### [Problem details]
Put the lines below into a Markdown table with the columns "Row" and "Line," numbering each row and skipping blank lines. Leave the pictures out of the table.

### [Source data]

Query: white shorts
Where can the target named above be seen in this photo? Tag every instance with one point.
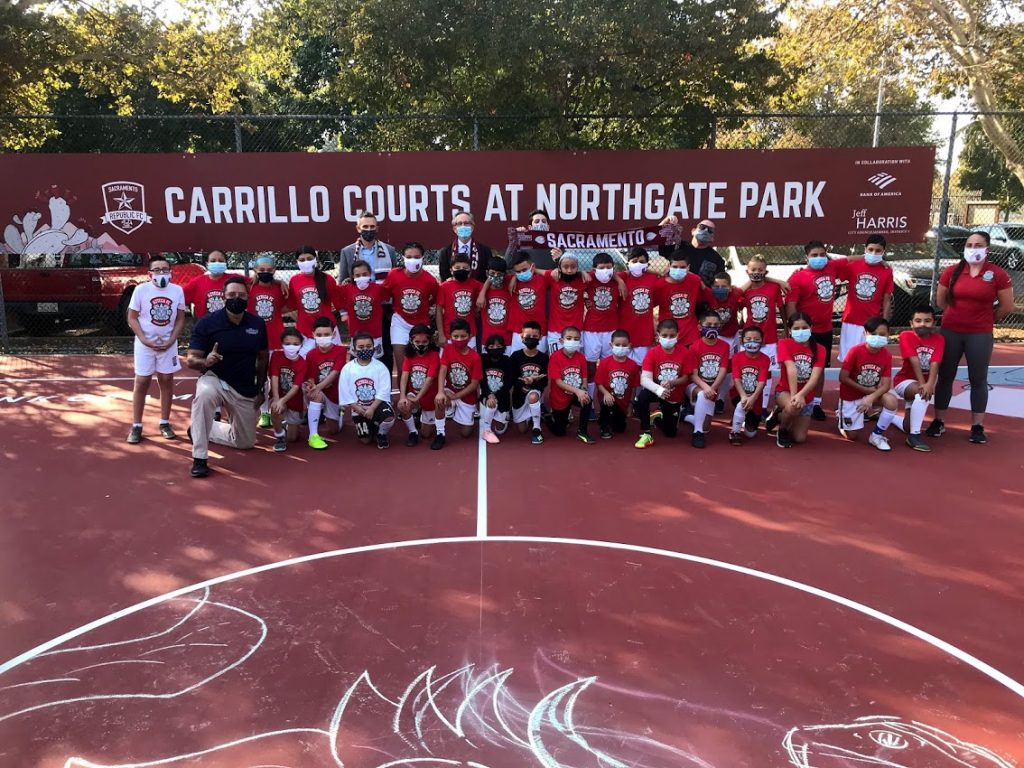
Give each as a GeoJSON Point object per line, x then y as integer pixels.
{"type": "Point", "coordinates": [150, 361]}
{"type": "Point", "coordinates": [850, 418]}
{"type": "Point", "coordinates": [849, 336]}
{"type": "Point", "coordinates": [596, 345]}
{"type": "Point", "coordinates": [399, 330]}
{"type": "Point", "coordinates": [517, 344]}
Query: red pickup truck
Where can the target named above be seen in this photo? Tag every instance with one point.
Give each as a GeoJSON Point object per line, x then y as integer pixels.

### [Exercise solution]
| Row | Line |
|---|---|
| 1 | Query: white shorts |
| 2 | Where can the target named above be seen in this photo? Tag every instance with one point. |
| 3 | Give each as a GeoJSON Point object per line, x then y as integer pixels. |
| 4 | {"type": "Point", "coordinates": [150, 361]} |
| 5 | {"type": "Point", "coordinates": [850, 418]} |
| 6 | {"type": "Point", "coordinates": [849, 336]} |
| 7 | {"type": "Point", "coordinates": [596, 345]} |
| 8 | {"type": "Point", "coordinates": [399, 330]} |
| 9 | {"type": "Point", "coordinates": [517, 344]} |
| 10 | Query: red pickup truck |
| 11 | Where can the target named above be seen in this photo? Tag every instance with one point. |
| 12 | Give each as a GeoJSON Point object per line, x then y as integer pixels. |